**Requirements:**
Locate each line in the material below that contains the string "green", matching case exactly, and copy those lines.

**Given records:**
────────────────────
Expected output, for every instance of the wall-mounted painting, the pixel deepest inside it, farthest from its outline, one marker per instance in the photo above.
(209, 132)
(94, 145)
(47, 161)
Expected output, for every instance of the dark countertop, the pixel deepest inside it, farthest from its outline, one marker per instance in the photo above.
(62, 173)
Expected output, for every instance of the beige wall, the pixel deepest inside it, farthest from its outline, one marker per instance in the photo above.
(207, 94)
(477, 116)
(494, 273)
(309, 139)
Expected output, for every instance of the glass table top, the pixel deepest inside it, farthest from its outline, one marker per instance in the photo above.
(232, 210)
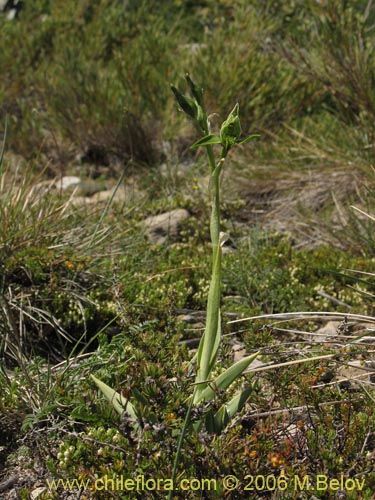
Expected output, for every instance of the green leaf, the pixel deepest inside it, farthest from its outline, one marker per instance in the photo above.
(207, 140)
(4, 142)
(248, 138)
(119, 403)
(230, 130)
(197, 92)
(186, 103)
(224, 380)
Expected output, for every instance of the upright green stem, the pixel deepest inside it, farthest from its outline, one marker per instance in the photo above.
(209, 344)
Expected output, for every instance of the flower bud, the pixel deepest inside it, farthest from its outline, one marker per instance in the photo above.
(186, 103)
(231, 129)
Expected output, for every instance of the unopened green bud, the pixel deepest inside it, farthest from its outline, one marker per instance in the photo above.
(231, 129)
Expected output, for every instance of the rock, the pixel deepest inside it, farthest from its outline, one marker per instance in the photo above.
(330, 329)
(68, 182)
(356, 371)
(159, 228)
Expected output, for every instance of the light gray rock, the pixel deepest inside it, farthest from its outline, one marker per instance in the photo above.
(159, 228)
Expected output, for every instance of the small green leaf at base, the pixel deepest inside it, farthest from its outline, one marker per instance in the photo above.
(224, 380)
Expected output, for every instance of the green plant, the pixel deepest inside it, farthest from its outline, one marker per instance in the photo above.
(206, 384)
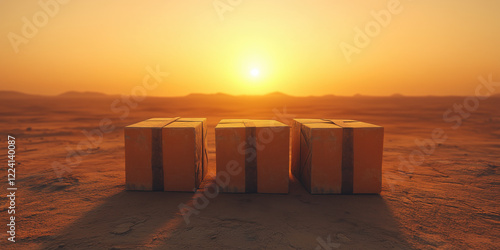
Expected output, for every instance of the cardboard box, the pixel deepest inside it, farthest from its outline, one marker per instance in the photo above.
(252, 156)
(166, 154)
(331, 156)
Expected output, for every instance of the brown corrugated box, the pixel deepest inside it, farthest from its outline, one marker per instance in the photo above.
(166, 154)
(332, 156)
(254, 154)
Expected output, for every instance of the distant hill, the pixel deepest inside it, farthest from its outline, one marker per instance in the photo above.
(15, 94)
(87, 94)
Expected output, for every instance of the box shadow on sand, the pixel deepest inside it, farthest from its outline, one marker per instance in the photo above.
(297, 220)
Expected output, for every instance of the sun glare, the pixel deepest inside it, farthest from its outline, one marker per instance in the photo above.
────────────────────
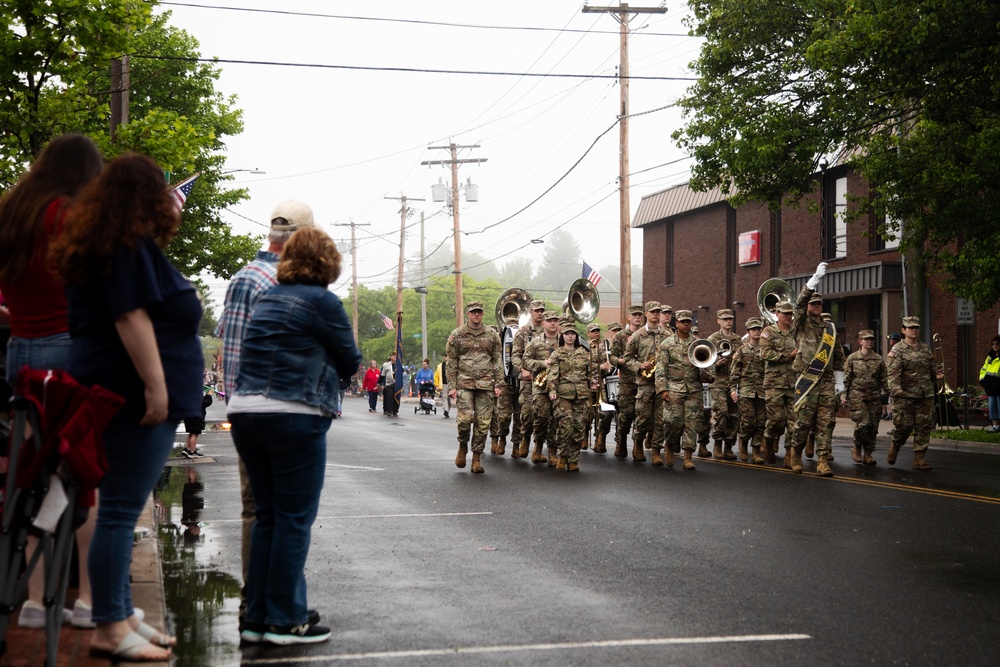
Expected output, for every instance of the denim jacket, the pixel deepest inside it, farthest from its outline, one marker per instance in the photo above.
────────────────────
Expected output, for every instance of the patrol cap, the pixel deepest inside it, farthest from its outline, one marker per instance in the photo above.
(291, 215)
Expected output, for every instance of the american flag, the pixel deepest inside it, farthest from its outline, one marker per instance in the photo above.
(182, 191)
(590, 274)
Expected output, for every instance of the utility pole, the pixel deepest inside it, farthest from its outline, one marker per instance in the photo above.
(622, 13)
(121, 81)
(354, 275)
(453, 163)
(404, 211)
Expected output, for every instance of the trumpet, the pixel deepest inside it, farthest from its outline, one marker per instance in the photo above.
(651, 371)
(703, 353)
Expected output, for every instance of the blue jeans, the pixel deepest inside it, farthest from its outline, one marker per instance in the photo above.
────────────────────
**Final result:**
Expected output, for every instance of the green leaf, the pixel deepest inside it, farthest from its outline, one marker per instance in the photo above.
Expected output, for every instance of the upright green stem, the pixel deepest inside it, farthest from its outline, one marker per instance in the photo above.
Expected output, for every instance of the unopened green bud, the pixel deepest inside it, farthest from its outline, one marker per instance in the photo above.
Expected output, for every instance of the small green leaf at base, the pixel deepest inside it, farthest from its outline, one marker per instance in the photo above.
Expected output, for every instance of the green plant, the pixel deepest inside it, farthest from its outline, one marker per instance in the photo above.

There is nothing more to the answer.